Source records
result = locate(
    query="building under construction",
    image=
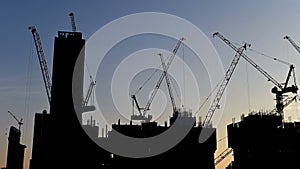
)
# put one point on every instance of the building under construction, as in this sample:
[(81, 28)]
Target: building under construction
[(263, 141), (15, 150), (60, 141)]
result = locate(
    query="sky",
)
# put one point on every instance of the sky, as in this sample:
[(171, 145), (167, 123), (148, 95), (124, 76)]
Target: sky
[(263, 24)]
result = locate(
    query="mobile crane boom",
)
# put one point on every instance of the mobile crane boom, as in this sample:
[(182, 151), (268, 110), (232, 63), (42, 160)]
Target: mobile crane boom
[(42, 60)]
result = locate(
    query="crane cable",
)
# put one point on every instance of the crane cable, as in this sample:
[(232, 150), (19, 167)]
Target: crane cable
[(248, 86), (28, 86), (265, 55)]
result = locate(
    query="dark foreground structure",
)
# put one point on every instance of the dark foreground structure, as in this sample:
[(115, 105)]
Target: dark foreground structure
[(60, 141), (261, 141), (15, 151)]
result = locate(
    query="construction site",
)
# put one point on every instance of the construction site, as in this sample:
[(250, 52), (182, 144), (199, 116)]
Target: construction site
[(259, 140)]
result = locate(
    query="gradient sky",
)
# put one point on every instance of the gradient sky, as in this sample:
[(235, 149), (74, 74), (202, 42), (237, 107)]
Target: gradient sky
[(261, 23)]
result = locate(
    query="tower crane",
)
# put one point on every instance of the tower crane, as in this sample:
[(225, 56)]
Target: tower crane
[(215, 103), (279, 88), (168, 83), (89, 92), (293, 43), (42, 60), (20, 123), (72, 21), (142, 115)]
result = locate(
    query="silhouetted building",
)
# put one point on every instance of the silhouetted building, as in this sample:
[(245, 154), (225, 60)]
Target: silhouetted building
[(260, 141), (15, 151), (188, 153), (59, 138)]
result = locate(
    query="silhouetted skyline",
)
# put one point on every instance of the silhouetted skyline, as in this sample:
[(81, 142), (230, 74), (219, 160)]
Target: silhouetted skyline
[(263, 24)]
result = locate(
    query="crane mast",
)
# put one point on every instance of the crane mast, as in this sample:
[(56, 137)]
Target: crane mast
[(72, 21), (269, 77), (215, 103), (42, 60), (162, 76), (20, 123), (168, 82), (142, 115), (293, 43), (282, 88), (89, 92)]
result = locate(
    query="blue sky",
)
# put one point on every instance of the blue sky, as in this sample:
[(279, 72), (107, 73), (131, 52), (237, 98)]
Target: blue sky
[(261, 23)]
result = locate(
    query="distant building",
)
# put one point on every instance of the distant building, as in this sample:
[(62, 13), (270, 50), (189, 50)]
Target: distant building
[(60, 141), (188, 153), (261, 141), (15, 151)]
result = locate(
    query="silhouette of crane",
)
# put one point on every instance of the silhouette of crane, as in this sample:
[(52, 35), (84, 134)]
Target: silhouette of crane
[(229, 72), (20, 123), (142, 115), (279, 88), (72, 21), (42, 60), (293, 43)]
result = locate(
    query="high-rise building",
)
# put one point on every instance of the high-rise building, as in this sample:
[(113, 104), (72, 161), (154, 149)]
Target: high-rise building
[(15, 151), (263, 141)]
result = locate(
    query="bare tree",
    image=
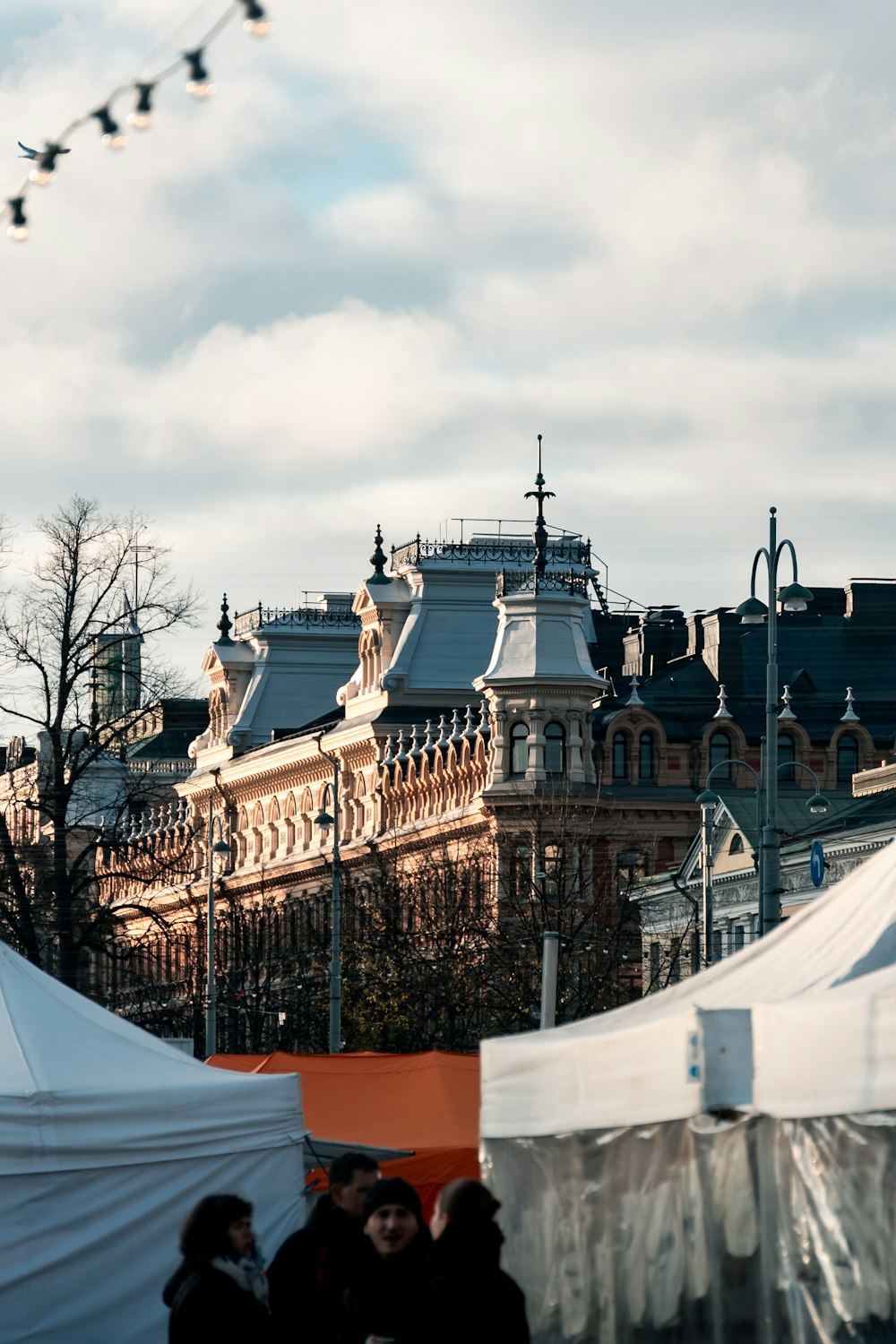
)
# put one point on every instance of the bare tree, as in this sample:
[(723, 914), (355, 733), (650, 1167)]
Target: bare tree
[(74, 667)]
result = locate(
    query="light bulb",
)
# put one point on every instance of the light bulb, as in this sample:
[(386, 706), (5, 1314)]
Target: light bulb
[(113, 136), (199, 85)]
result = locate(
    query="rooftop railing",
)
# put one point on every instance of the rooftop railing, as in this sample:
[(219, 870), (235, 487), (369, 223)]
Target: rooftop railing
[(492, 550), (552, 581), (298, 618)]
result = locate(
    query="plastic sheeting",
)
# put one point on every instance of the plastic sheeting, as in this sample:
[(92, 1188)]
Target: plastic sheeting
[(707, 1231)]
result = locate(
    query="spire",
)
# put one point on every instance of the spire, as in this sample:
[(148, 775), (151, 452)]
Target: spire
[(721, 712), (378, 559), (540, 535), (786, 712), (225, 625)]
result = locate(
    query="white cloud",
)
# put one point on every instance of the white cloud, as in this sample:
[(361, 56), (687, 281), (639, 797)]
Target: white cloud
[(402, 239)]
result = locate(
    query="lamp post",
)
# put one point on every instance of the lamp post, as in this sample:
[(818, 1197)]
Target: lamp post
[(211, 995), (324, 823), (754, 612), (710, 801)]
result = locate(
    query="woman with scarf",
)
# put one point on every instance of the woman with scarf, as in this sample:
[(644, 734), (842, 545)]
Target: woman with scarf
[(466, 1295), (220, 1293)]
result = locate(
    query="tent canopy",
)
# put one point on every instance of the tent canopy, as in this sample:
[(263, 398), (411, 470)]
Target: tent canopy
[(80, 1088), (705, 1043), (108, 1139), (426, 1102)]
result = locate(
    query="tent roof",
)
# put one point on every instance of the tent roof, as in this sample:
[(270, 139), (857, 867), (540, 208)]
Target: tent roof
[(394, 1101), (689, 1048), (80, 1088)]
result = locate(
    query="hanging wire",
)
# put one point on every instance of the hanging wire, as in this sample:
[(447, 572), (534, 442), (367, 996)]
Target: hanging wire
[(13, 190)]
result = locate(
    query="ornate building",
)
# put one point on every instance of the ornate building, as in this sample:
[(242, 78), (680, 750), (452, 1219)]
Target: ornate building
[(533, 804)]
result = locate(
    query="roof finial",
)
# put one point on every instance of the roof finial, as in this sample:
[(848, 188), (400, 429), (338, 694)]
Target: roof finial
[(378, 559), (225, 625), (540, 535)]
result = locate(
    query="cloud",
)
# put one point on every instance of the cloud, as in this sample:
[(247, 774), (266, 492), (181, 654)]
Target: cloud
[(402, 239)]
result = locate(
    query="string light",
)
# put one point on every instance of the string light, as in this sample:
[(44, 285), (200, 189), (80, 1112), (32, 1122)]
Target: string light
[(142, 115), (112, 132), (255, 21), (18, 228), (198, 81), (46, 164)]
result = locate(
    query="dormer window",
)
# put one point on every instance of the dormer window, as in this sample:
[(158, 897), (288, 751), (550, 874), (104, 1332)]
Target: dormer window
[(555, 749), (519, 749)]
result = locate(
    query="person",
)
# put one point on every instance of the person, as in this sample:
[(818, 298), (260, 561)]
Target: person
[(314, 1266), (220, 1292), (466, 1295), (383, 1304)]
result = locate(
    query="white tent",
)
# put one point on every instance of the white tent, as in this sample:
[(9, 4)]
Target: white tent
[(108, 1137), (689, 1048), (634, 1214)]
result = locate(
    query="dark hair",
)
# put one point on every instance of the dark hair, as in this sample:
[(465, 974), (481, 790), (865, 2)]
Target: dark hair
[(466, 1199), (204, 1233), (341, 1169)]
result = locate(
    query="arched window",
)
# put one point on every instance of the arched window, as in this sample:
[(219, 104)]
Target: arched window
[(847, 758), (786, 757), (519, 749), (645, 755), (719, 752), (619, 765), (555, 749)]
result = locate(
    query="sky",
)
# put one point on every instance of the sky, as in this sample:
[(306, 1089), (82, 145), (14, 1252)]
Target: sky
[(402, 239)]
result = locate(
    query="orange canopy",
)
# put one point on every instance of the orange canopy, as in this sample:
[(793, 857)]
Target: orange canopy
[(427, 1102)]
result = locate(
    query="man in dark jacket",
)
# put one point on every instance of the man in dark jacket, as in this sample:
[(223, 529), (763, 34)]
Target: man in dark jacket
[(316, 1265), (468, 1296), (384, 1301)]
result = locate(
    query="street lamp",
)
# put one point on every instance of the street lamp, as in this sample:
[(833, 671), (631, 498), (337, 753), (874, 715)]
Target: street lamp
[(211, 996), (754, 612), (549, 959), (324, 823), (708, 801)]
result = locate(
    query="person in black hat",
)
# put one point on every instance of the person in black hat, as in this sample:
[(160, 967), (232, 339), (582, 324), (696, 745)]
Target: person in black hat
[(316, 1265), (468, 1296), (384, 1304)]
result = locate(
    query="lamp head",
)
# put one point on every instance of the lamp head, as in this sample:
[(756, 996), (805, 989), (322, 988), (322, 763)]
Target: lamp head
[(794, 597), (753, 612)]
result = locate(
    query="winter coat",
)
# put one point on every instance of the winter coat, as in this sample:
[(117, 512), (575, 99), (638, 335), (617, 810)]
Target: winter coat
[(387, 1297), (209, 1306), (312, 1271), (468, 1297)]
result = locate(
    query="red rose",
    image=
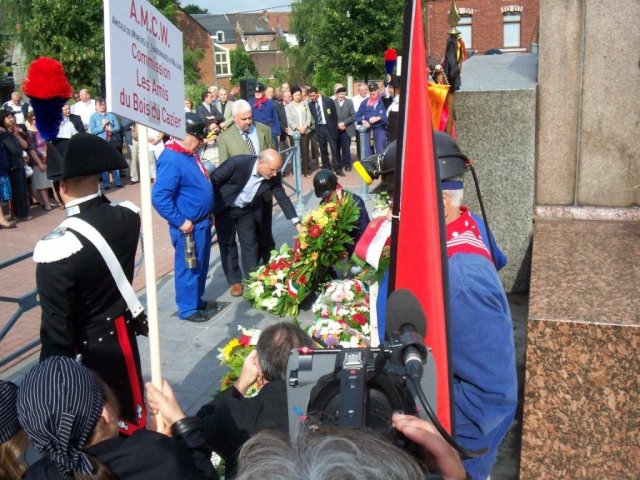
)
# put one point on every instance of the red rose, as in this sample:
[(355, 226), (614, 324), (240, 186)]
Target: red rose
[(315, 231), (359, 318)]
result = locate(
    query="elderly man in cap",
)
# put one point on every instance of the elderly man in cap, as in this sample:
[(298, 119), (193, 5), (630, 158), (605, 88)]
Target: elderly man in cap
[(183, 196), (84, 272), (372, 114), (485, 386), (265, 111)]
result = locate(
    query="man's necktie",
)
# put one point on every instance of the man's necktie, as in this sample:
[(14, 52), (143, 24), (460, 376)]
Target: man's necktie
[(319, 112), (249, 143)]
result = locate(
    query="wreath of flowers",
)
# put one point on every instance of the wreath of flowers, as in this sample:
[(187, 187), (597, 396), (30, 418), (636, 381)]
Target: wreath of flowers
[(342, 312), (291, 273)]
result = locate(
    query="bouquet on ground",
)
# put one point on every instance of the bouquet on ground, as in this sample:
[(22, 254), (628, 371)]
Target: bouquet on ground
[(232, 356), (282, 284), (342, 315)]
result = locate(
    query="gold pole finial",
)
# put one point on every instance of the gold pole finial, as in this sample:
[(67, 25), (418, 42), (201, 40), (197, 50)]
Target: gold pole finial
[(453, 18)]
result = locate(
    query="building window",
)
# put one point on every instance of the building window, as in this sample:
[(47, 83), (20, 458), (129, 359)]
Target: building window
[(465, 28), (511, 29), (222, 63)]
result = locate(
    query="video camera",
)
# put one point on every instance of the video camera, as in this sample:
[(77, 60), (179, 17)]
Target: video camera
[(354, 387), (361, 388)]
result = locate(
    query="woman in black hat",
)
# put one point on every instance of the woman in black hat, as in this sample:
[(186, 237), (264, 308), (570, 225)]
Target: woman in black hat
[(13, 440), (71, 418)]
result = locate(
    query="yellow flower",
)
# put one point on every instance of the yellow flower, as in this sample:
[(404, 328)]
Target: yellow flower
[(228, 348)]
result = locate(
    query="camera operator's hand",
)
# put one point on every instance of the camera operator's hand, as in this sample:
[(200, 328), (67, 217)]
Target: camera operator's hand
[(165, 403), (443, 456), (250, 373)]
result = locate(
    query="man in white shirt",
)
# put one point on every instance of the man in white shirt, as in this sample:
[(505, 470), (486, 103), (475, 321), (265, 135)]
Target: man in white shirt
[(84, 108)]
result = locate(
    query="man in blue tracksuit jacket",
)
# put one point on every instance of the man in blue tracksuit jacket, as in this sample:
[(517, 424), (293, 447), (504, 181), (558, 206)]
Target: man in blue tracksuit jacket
[(482, 350), (183, 196)]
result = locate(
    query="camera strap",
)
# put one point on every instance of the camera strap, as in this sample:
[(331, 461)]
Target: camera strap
[(98, 241)]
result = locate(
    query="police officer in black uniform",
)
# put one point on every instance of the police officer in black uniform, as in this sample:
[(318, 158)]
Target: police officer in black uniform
[(83, 311)]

## GOAL OF THE EXERCISE
Put the lines of the records, starting at the very first line and ending at the line that contains "[(263, 141), (15, 150), (60, 141)]", into a JSON list of strings, with one string per line and blank lines omitted. Leave the pictures out.

## FINISHED EXERCISE
[
  "result = locate(",
  "    query=\"building under construction\",",
  "    image=",
  ")",
  "# put one point on every instance of the building under construction, as in this sample:",
  "[(81, 28)]",
  "Target: building under construction",
  "[(263, 141), (15, 150), (60, 141)]"
]